Supplied material:
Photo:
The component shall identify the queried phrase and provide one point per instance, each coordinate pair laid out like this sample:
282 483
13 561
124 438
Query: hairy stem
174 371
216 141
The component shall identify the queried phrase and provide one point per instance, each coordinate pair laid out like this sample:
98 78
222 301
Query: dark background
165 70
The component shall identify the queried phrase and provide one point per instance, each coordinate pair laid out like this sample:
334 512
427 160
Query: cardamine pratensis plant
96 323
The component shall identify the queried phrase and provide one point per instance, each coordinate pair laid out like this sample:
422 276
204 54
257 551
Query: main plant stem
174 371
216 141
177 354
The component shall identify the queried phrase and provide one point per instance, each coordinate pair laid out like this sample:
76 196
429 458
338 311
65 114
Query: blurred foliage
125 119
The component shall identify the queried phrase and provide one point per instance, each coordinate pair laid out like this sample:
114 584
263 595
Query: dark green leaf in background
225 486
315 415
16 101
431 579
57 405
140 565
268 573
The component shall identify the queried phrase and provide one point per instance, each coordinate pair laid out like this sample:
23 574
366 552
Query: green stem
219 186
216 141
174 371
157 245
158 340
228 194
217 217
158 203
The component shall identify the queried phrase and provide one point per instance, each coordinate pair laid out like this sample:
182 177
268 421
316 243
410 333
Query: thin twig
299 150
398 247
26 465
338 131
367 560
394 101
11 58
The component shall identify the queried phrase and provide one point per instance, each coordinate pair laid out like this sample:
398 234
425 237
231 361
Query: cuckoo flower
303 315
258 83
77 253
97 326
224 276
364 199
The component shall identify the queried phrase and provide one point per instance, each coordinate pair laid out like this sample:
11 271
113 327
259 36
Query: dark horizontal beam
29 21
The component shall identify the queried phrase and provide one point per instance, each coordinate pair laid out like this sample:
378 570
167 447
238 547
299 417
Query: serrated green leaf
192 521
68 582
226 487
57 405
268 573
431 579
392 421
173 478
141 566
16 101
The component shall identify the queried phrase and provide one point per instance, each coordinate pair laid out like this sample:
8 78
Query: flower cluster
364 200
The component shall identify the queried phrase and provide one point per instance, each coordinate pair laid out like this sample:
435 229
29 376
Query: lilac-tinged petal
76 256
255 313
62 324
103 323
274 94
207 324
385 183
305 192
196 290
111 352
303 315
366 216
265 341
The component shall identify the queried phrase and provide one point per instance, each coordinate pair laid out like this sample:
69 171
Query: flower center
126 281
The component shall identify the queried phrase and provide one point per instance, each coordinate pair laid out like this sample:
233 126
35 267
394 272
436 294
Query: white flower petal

What needs to be done: Reproduce each record exactly as it appears.

Exercise solution:
Photo:
The component shall identify the queried phrase and provide one point per instance, each coordinate pair laid out like this sample:
282 483
13 561
124 438
Query: hairy stem
174 371
216 141
The component shall identify the queried phrase and provide one point per instance, each coordinate pair laid out like this sample:
98 78
222 301
Query: dark background
165 70
The component shall identify the queried phrase and provide one point per instance, each coordinate pair laid out like this sample:
334 512
427 160
Query: cardamine pratensis plant
96 323
The component shall identify the queried phrase and provide one point per instance, each coordinate pair laid out like this sample:
422 276
204 54
257 551
Query: main plant stem
174 371
216 141
177 354
The component shall identify the queried phrase and provide one point per instance, each coordinate pair laid out like this sample:
76 196
429 458
338 311
65 114
Query: blurred foliage
125 119
The component shall identify the queried phrase and provide one point per instance, each coordinate pair laid out like this sample:
114 584
263 595
Query: dark green leaf in background
225 486
315 415
16 101
431 579
57 405
140 565
268 573
The component shall identify the queried phrase and provide one point per instance, each coordinate pair laid out like this sample:
23 574
366 552
Query: green stem
219 186
216 141
174 371
157 245
158 340
228 194
217 217
158 203
The component shall identify the queried phrase and provide one point per instance, each coordinate pair laid out like this sample:
182 177
268 421
316 243
410 333
Query: thin twig
299 150
398 247
26 465
338 131
367 560
394 101
11 58
The component shall identify the queried phrase and provide one point per instance, each coordinate pair laid out like this sample:
398 234
425 237
231 361
Query: cuckoo flower
303 315
258 83
77 253
97 326
224 276
364 199
The component shall identify the queried phrase and provide one point per instance, each coordinate pair laid out like this sample:
11 271
113 327
259 36
Query: dark horizontal beam
29 21
The component shall identify the queried phrase and provide one point per instance, each coordinate pair laid out like this sample:
378 570
167 447
238 547
299 417
Query: serrated green leaf
192 521
68 582
226 487
57 405
268 573
431 579
392 421
173 478
141 566
16 101
The component shall identify the queried phrase and provide one point per instance, each coordinate pair laid out like this sample:
8 78
Query: flower cluster
364 200
The component shall identify the queried phrase and provide one point per instance, each coordinate pair laid out like this sample:
435 229
29 376
Query: lilac-tinged petal
76 256
255 313
62 324
103 323
274 94
207 324
385 183
305 192
196 290
111 352
303 315
366 216
265 341
The component shall identify the queried phrase and provide one point per instance, each coordinate pair laid out like this sample:
69 171
Query: flower center
126 281
The component shall identify the queried phrase and provide one point per instance, each coordinate pair laid out like this sample:
233 126
35 267
394 272
436 294
Query: white flower petal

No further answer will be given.